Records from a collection

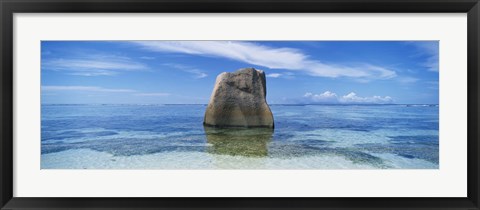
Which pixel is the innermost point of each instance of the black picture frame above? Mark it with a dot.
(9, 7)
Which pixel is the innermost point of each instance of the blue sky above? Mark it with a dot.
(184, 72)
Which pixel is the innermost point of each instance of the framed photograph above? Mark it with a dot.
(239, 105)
...
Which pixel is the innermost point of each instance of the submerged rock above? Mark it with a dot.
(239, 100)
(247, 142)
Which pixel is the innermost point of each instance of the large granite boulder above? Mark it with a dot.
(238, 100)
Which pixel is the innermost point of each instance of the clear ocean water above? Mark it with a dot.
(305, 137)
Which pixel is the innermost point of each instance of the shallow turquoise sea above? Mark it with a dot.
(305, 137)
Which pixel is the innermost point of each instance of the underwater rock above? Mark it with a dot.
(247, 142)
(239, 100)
---
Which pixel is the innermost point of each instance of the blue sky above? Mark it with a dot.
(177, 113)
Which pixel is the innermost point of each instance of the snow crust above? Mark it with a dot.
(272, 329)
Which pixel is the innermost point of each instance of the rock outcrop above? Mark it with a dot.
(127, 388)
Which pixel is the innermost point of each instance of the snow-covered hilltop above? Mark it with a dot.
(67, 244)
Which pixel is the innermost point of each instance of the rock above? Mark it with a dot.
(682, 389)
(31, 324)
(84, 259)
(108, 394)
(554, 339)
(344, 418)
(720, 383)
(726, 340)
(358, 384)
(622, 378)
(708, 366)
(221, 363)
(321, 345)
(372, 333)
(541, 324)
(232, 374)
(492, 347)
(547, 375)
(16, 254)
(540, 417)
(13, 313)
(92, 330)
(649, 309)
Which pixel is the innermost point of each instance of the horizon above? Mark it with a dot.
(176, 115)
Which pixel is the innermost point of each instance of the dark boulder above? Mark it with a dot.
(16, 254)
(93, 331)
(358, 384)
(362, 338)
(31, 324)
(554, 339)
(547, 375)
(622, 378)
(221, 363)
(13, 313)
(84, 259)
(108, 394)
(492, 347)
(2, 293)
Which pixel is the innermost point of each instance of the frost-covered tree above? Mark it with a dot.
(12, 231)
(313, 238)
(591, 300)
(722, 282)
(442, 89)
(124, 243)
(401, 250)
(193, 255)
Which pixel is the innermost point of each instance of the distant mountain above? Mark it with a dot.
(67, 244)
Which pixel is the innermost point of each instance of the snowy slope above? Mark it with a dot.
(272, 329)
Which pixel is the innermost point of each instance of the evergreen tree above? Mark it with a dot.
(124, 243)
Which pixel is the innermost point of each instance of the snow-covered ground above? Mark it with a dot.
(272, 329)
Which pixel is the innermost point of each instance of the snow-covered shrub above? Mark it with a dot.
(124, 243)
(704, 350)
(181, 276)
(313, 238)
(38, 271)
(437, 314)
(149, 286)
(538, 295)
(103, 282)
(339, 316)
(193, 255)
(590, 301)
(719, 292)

§ **Stated goal**: Please list each line of the records above that contains the word "rock", copying every such line in full.

§ **Task result**:
Which pixel is the innermost point of each instance of the submerged rock above? Mark it with a dot.
Which pixel is the innermost point of each instance of the underwater rock above? Mark it with a dot.
Which pixel is the innermost point of each instance of the rock outcrop above? Mark it with a dot.
Which pixel is the innermost point of each instance of the rock above? Mark it with a dot.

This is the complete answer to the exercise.